Direction >> Render every line of the records below as a Markdown table with two columns, Row and Line. Number the rows in order and skip any blank lines.

━━━━━ Listed records

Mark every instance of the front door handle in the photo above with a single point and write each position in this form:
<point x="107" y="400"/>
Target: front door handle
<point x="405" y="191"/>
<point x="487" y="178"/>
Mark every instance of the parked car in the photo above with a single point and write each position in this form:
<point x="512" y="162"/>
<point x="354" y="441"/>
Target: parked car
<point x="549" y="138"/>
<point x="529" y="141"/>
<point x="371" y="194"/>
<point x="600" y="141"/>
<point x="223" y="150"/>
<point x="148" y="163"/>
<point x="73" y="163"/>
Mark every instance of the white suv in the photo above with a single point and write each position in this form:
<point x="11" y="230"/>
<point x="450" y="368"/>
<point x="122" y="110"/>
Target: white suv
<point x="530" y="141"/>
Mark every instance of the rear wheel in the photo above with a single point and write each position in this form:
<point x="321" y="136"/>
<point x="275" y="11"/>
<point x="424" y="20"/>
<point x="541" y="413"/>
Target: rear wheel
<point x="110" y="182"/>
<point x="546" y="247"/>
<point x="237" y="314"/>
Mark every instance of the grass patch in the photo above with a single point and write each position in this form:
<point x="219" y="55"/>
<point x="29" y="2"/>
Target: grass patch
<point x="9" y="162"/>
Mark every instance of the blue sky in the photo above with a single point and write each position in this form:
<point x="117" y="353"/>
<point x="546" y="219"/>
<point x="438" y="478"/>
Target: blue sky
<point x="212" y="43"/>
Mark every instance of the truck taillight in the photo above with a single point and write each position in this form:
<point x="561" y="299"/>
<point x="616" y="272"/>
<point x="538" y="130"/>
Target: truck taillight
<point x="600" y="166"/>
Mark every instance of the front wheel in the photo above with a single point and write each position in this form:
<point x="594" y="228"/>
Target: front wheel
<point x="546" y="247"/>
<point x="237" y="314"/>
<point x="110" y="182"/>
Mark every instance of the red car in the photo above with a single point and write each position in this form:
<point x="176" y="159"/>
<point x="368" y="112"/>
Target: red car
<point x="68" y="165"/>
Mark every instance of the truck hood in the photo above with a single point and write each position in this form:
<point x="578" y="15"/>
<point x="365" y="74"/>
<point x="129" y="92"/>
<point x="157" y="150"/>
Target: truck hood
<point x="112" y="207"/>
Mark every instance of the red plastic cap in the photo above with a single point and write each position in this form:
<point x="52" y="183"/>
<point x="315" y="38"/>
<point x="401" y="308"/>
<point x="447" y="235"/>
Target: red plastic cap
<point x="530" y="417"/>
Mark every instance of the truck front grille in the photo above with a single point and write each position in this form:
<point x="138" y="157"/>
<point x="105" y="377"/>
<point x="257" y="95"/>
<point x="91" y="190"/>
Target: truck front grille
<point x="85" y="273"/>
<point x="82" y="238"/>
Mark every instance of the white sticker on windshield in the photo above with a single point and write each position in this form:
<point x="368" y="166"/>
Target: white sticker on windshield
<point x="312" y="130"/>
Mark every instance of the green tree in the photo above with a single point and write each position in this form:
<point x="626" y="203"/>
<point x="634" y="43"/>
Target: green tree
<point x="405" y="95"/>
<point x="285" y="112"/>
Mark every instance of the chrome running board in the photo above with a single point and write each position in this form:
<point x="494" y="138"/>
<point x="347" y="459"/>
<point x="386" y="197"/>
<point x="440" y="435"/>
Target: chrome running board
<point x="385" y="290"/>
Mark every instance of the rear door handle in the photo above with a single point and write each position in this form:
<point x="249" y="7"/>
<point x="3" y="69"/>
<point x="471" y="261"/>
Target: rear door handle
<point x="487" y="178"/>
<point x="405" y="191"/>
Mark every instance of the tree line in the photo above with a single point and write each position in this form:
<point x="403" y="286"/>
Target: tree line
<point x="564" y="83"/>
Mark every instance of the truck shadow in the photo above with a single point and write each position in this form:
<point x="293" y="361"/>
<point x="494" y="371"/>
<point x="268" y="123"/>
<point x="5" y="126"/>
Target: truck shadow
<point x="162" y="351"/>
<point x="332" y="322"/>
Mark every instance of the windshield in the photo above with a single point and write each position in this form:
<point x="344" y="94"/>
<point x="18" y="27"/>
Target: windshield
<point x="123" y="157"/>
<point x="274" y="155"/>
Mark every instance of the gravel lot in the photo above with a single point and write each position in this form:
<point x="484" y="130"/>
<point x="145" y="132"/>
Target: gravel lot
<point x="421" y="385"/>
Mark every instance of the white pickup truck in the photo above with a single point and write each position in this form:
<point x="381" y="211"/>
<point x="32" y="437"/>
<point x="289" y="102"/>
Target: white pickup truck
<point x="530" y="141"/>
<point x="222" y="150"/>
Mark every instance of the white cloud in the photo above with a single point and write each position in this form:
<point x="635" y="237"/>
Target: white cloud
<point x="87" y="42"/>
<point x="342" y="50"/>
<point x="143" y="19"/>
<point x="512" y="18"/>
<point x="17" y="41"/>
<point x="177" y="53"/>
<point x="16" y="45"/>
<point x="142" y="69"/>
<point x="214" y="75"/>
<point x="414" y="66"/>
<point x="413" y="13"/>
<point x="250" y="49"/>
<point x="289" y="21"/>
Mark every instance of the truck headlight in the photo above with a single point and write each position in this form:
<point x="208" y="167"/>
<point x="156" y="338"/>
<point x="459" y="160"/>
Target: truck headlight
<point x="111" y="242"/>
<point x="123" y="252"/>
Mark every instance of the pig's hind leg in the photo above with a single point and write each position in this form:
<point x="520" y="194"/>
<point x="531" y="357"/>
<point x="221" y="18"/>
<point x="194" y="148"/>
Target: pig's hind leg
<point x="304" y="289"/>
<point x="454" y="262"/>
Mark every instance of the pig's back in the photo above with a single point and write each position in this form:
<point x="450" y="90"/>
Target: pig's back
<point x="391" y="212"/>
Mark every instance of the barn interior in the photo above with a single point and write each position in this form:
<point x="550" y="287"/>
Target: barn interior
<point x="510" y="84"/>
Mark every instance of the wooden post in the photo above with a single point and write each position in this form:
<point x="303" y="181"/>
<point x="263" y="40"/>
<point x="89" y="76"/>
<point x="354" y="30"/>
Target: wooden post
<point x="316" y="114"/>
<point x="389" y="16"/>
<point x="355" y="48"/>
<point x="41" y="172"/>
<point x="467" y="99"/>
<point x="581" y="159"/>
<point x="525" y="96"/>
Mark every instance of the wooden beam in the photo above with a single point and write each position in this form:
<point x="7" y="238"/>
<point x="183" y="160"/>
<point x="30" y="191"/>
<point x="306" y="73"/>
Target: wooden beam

━━━━━━━━━━

Exercise result >>
| Row | Line |
|---|---|
| 1 | Mark every instance of the front door handle in the photo above with a single point and write each position in this form: |
| 2 | <point x="107" y="400"/> |
| 3 | Target: front door handle |
| 4 | <point x="405" y="191"/> |
| 5 | <point x="487" y="178"/> |
| 6 | Mark every instance of the parked car in the photo above with a single point and write each position in this form: |
| 7 | <point x="512" y="162"/> |
| 8 | <point x="354" y="441"/> |
| 9 | Target: parked car |
| 10 | <point x="549" y="138"/> |
| 11 | <point x="529" y="141"/> |
| 12 | <point x="371" y="194"/> |
| 13 | <point x="600" y="141"/> |
| 14 | <point x="223" y="150"/> |
| 15 | <point x="148" y="163"/> |
| 16 | <point x="73" y="163"/> |
| 17 | Mark every instance of the white suv in the photo above with a single point and write each position in this form: |
| 18 | <point x="11" y="230"/> |
| 19 | <point x="450" y="368"/> |
| 20 | <point x="122" y="110"/> |
| 21 | Target: white suv |
| 22 | <point x="530" y="141"/> |
| 23 | Mark every instance of the rear wheel in the photo above with a single point and write each position in this form: |
| 24 | <point x="321" y="136"/> |
| 25 | <point x="275" y="11"/> |
| 26 | <point x="424" y="20"/> |
| 27 | <point x="541" y="413"/> |
| 28 | Target: rear wheel |
| 29 | <point x="110" y="182"/> |
| 30 | <point x="546" y="247"/> |
| 31 | <point x="237" y="314"/> |
| 32 | Mark every instance of the grass patch in the photo above with a single point and write each position in this form: |
| 33 | <point x="219" y="55"/> |
| 34 | <point x="29" y="2"/> |
| 35 | Target: grass patch |
| 36 | <point x="9" y="162"/> |
| 37 | Mark every instance of the blue sky in the photo above with a single point and write each position in this form: |
| 38 | <point x="117" y="353"/> |
| 39 | <point x="546" y="219"/> |
| 40 | <point x="438" y="478"/> |
| 41 | Target: blue sky |
| 42 | <point x="212" y="43"/> |
| 43 | Mark every instance of the truck taillight in the photo above with a single point and write each position in this form: |
| 44 | <point x="561" y="299"/> |
| 45 | <point x="616" y="272"/> |
| 46 | <point x="538" y="130"/> |
| 47 | Target: truck taillight |
| 48 | <point x="600" y="166"/> |
| 49 | Mark every instance of the front wheel in the photo above with a single point and write each position in this form: |
| 50 | <point x="594" y="228"/> |
| 51 | Target: front wheel |
| 52 | <point x="546" y="247"/> |
| 53 | <point x="237" y="314"/> |
| 54 | <point x="110" y="182"/> |
| 55 | Mark every instance of the red car in the photo above with a single point and write each position in this form: |
| 56 | <point x="176" y="159"/> |
| 57 | <point x="368" y="112"/> |
| 58 | Target: red car |
| 59 | <point x="68" y="165"/> |
| 60 | Mark every instance of the truck hood in the photo above with a single point and write each position in this form: |
| 61 | <point x="578" y="15"/> |
| 62 | <point x="365" y="74"/> |
| 63 | <point x="129" y="92"/> |
| 64 | <point x="157" y="150"/> |
| 65 | Target: truck hood |
| 66 | <point x="112" y="207"/> |
| 67 | Mark every instance of the red plastic cap in the photo above with a single point and write each position in this form: |
| 68 | <point x="52" y="183"/> |
| 69 | <point x="315" y="38"/> |
| 70 | <point x="401" y="308"/> |
| 71 | <point x="447" y="235"/> |
| 72 | Target: red plastic cap |
| 73 | <point x="530" y="417"/> |
| 74 | Mark every instance of the truck front grille in the photo above with a single point and write each position in this form: |
| 75 | <point x="138" y="157"/> |
| 76 | <point x="105" y="377"/> |
| 77 | <point x="257" y="95"/> |
| 78 | <point x="91" y="190"/> |
| 79 | Target: truck front grille |
| 80 | <point x="85" y="273"/> |
| 81 | <point x="82" y="238"/> |
| 82 | Mark every instance of the white sticker on windshield in the photo above with a single point and write each position in this form: |
| 83 | <point x="368" y="166"/> |
| 84 | Target: white sticker on windshield |
| 85 | <point x="312" y="130"/> |
| 86 | Mark every instance of the green tree in the photo above with a single point and write each position in this form: |
| 87 | <point x="626" y="203"/> |
| 88 | <point x="634" y="43"/> |
| 89 | Target: green tree |
| 90 | <point x="405" y="95"/> |
| 91 | <point x="285" y="112"/> |
| 92 | Mark every instance of the chrome running board in the photo above with a single point and write each position in this form: |
| 93 | <point x="494" y="138"/> |
| 94 | <point x="347" y="459"/> |
| 95 | <point x="386" y="197"/> |
| 96 | <point x="440" y="435"/> |
| 97 | Target: chrome running board |
| 98 | <point x="385" y="290"/> |
| 99 | Mark every instance of the rear door handle in the photo above with a single point and write each position in this form: |
| 100 | <point x="249" y="7"/> |
| 101 | <point x="3" y="69"/> |
| 102 | <point x="471" y="261"/> |
| 103 | Target: rear door handle |
| 104 | <point x="487" y="178"/> |
| 105 | <point x="405" y="191"/> |
| 106 | Mark every instance of the tree line in the photo above with a single point and write each position in this form: |
| 107 | <point x="403" y="286"/> |
| 108 | Target: tree line |
| 109 | <point x="564" y="83"/> |
| 110 | Mark every instance of the truck shadow in the photo above with a single point and write each position in this form: |
| 111 | <point x="293" y="361"/> |
| 112 | <point x="494" y="371"/> |
| 113 | <point x="268" y="123"/> |
| 114 | <point x="5" y="126"/> |
| 115 | Target: truck shadow |
| 116 | <point x="162" y="351"/> |
| 117 | <point x="332" y="322"/> |
| 118 | Mark every instance of the windshield in the photo above with a single point and write each position in this form: |
| 119 | <point x="344" y="94"/> |
| 120 | <point x="18" y="27"/> |
| 121 | Target: windshield |
| 122 | <point x="123" y="157"/> |
| 123 | <point x="274" y="155"/> |
| 124 | Mark every instance of the gravel lot in the photo above with a single point and write each position in this form: |
| 125 | <point x="484" y="130"/> |
| 126 | <point x="145" y="132"/> |
| 127 | Target: gravel lot |
| 128 | <point x="421" y="385"/> |
| 129 | Mark every instance of the white pickup truck in the photo above with a single point and write each position in this form: |
| 130 | <point x="381" y="211"/> |
| 131 | <point x="32" y="437"/> |
| 132 | <point x="289" y="102"/> |
| 133 | Target: white pickup truck |
| 134 | <point x="530" y="141"/> |
| 135 | <point x="222" y="150"/> |
| 136 | Mark every instance of the white cloud in the photo above with a single point and write each position in this form: |
| 137 | <point x="635" y="237"/> |
| 138 | Target: white cloud |
| 139 | <point x="87" y="42"/> |
| 140 | <point x="342" y="50"/> |
| 141 | <point x="143" y="19"/> |
| 142 | <point x="512" y="18"/> |
| 143 | <point x="17" y="41"/> |
| 144 | <point x="177" y="53"/> |
| 145 | <point x="16" y="45"/> |
| 146 | <point x="142" y="69"/> |
| 147 | <point x="214" y="75"/> |
| 148 | <point x="414" y="66"/> |
| 149 | <point x="413" y="13"/> |
| 150 | <point x="250" y="49"/> |
| 151 | <point x="289" y="21"/> |
| 152 | Mark every instance of the truck headlight in the photo above with a single point and write each position in this form: |
| 153 | <point x="208" y="167"/> |
| 154 | <point x="156" y="338"/> |
| 155 | <point x="459" y="160"/> |
| 156 | Target: truck headlight |
| 157 | <point x="111" y="242"/> |
| 158 | <point x="123" y="252"/> |
| 159 | Mark every instance of the pig's hind leg in the photo above with a single point and write each position in this form: |
| 160 | <point x="520" y="194"/> |
| 161 | <point x="531" y="357"/> |
| 162 | <point x="221" y="18"/> |
| 163 | <point x="194" y="148"/> |
| 164 | Target: pig's hind leg |
| 165 | <point x="304" y="289"/> |
| 166 | <point x="454" y="262"/> |
| 167 | Mark every instance of the pig's back in the photo above with a single point and write each position in this form: |
| 168 | <point x="450" y="90"/> |
| 169 | Target: pig's back |
| 170 | <point x="391" y="212"/> |
| 171 | Mark every instance of the barn interior in the photo above with a single point and write each position in this form: |
| 172 | <point x="550" y="287"/> |
| 173 | Target: barn interior |
| 174 | <point x="510" y="84"/> |
| 175 | Mark every instance of the wooden post in the photo above with a single point and write each position in this form: |
| 176 | <point x="303" y="181"/> |
| 177 | <point x="263" y="40"/> |
| 178 | <point x="89" y="76"/> |
| 179 | <point x="354" y="30"/> |
| 180 | Target: wooden post |
| 181 | <point x="316" y="114"/> |
| 182 | <point x="389" y="16"/> |
| 183 | <point x="355" y="48"/> |
| 184 | <point x="41" y="172"/> |
| 185 | <point x="467" y="99"/> |
| 186 | <point x="581" y="159"/> |
| 187 | <point x="525" y="96"/> |
| 188 | Mark every instance of the wooden beam in the photo above with a single point and write each position in this form: |
| 189 | <point x="7" y="238"/> |
| 190 | <point x="183" y="160"/> |
| 191 | <point x="30" y="191"/> |
| 192 | <point x="306" y="73"/> |
| 193 | Target: wooden beam |